*** Data for review
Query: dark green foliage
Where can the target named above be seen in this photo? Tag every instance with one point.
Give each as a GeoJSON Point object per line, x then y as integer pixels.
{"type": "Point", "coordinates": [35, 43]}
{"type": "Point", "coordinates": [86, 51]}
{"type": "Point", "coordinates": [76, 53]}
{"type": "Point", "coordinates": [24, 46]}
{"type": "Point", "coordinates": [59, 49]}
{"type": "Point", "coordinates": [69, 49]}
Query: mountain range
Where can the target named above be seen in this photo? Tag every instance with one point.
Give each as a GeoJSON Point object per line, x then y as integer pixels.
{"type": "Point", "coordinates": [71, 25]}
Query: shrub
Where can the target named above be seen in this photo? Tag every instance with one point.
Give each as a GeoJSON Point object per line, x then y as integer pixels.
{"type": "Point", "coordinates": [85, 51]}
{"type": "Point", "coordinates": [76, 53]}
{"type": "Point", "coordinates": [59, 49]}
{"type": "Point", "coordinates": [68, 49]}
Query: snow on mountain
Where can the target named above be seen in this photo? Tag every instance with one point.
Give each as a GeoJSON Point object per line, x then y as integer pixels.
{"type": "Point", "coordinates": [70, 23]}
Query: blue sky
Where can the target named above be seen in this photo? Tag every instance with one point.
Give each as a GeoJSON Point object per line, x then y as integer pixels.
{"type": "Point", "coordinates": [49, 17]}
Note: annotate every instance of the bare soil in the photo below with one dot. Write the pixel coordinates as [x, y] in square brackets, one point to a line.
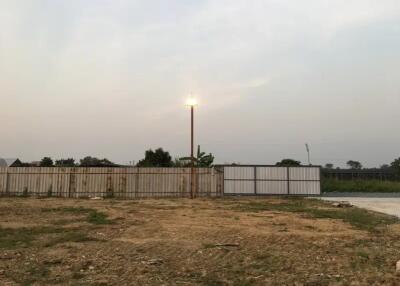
******
■ **What to produce**
Only lines holding the word "Query" are wanted, so copy each of them from the records above.

■ **Response to this task**
Query: dark green foliage
Query: mountain range
Query: shrub
Query: snow on mountain
Query: blue sky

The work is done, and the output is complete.